### Esercizi da svolgere
**A)** Traduci in inglese questa frase del testo sulla Cina: "La comunità internazionale è solo una tigre di carta."
**B)** Secondo il testo sulla Cina, quali accordi la Cina ha stracciato annettendo di fatto Hong Kong?
**C)** Prosegui il testo sulla Cina a partire dalla sua ultima frase.

### Testo estratto
★ ★ ★

Niente: non ci sarà mai alcuna indagine seria sulla vicenda di Wuhan. Non c’è la volontà politica di procedere e, comunque, sarebbe troppo tardi. La scena del crimine eventuale è stata ben ripulita. Quindi dunque nessuno pagherà dinanzi, anche dinanzi a responsabilità accertate al di là di ogni dubbio. 
Del resto, pur se condannata a parole dagli Stati Uniti e dalla UE per aver praticato il genocidio contro gli Uiguri, la Cina non ha subito alcuna conseguenza. Ancora: la Cina, nazisticamente stracciando gli accordi del 1999, ha di fatto annesso Hong Kong. Reazioni? Puramente retoriche. La libertà di quella città è perduta. E perduta – son facile profeta - è ormai Taiwan. Perché i nuovi appeasers, come a Monaco nel 1938, ingoieranno il boccone dopo un trattato di facciata. Che la Cina straccerà qualche anno dopo. Anche qui senza conseguenze. No: nessuno combatterà per difendere la libertà di 25 milioni di taiwanesi. La comunità internazionale è solo una tigre di carta. E il governo cinese lo sa.

★ ★ ★

### Dati forniti
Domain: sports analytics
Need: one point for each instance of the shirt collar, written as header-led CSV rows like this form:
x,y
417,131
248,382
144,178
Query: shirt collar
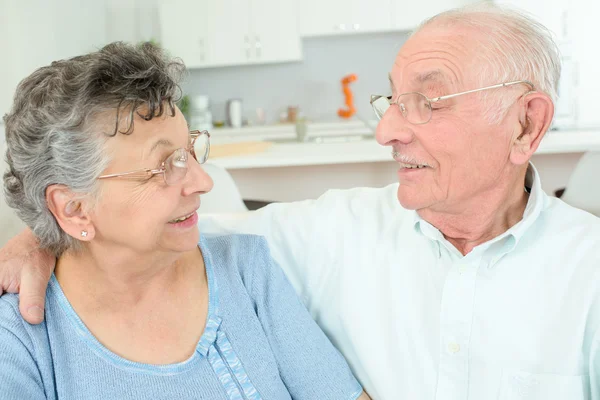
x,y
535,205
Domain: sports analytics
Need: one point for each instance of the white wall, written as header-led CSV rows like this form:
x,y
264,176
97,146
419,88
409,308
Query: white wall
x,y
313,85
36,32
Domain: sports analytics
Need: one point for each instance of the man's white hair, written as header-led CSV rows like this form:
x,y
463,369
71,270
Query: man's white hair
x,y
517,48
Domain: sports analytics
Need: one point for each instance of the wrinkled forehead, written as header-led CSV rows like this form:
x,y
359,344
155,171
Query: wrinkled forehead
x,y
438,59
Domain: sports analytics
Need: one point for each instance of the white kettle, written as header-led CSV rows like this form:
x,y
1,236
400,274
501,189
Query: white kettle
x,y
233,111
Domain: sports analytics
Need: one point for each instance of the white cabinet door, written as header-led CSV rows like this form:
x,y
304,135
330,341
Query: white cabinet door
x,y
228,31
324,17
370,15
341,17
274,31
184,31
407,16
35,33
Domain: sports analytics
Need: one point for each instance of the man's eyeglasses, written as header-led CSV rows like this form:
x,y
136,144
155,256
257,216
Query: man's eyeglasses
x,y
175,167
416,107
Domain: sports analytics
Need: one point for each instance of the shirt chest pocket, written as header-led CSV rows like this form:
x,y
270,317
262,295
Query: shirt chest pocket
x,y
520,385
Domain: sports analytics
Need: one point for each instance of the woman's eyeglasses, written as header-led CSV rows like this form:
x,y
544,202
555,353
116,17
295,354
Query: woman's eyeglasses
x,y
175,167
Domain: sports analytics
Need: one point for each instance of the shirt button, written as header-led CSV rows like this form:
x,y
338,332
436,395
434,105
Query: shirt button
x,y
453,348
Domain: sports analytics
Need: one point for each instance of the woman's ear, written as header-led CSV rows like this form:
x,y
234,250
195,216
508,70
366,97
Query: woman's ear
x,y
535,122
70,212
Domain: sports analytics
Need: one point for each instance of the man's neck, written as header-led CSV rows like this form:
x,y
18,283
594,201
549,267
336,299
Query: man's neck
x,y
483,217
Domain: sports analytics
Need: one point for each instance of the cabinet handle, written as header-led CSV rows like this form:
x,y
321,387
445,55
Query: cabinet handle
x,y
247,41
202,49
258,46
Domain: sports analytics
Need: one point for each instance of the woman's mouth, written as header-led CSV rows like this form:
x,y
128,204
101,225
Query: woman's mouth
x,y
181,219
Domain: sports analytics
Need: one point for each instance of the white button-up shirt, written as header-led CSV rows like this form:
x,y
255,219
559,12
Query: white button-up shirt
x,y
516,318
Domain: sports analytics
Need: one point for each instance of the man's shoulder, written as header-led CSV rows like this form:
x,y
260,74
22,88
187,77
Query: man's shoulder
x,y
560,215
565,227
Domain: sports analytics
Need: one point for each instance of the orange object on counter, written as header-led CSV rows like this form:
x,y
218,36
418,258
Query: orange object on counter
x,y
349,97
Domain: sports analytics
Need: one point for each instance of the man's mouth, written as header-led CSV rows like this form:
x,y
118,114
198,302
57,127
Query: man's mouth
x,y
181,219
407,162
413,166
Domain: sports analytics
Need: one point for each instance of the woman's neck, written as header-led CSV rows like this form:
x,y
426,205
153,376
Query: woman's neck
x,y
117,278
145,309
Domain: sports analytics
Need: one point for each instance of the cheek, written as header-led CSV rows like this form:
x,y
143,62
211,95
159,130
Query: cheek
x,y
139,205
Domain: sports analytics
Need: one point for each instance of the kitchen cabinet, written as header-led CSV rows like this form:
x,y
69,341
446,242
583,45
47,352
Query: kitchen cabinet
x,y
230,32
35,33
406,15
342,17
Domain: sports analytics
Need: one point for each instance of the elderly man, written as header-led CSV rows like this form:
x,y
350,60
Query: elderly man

★ ★ ★

### Risposte agli esercizi
**A)** The international community is only a paper tiger.

**B)** Gli accordi del 1999.

**C)**
E dunque? Dunque non c’è da aspettare il collasso del gigante asiatico in ragione di un’azione decisa dell’Occidente. La Cina crollerà – come ogni dittatura – per difetto di statica interna. Per lotte di fazione al vertice, per una qualche rottura tra sfera politica e militare, per una rivolta diffusa e ingestibile. Come avvenne per l’URSS all’inizio degli anni ’90. Quel gigante cadde e ancora rammento i volti stupefatti di tanti analisti politici dei miei stivali. Perché c’era chi aveva capito che quell’impero del male era alla fine: Giovanni Paolo II, Margareth Thatcher, Ronald Reagan, Lech Walesa, Alessandro Solgenitsin. Ma la stampa gauchiste li trattava o da fanatici o da guerrafondai. E invece vedevano chiarissimo. Per intelligenza, cultura, intuizione e, soprattutto, Fede. 

Ultimissimo della fila e minuscolo c’ero anche io, che nel 1978, a tredici anni, chiedevo ai miei amichetti che a Napoli, un pomeriggio, andarono - trascinati da un povero agit prop che faceva il sindacalista per incapacità di insegnare - a sentir Berlinguer alla festa dell’Unità, perché fossero attratti da un’idea brutta e destinata al fallimento. 

Mi risero in faccia, quei ragazzetti. Lasciandomi solo nel parco del mio palazzo. Ma fu una splendida solitudine. La mia prima splendida solitudine. Che grazie al cielo continua, riempita solo dalla donna che amo. E me ne avanza. (Biagio Buonomo)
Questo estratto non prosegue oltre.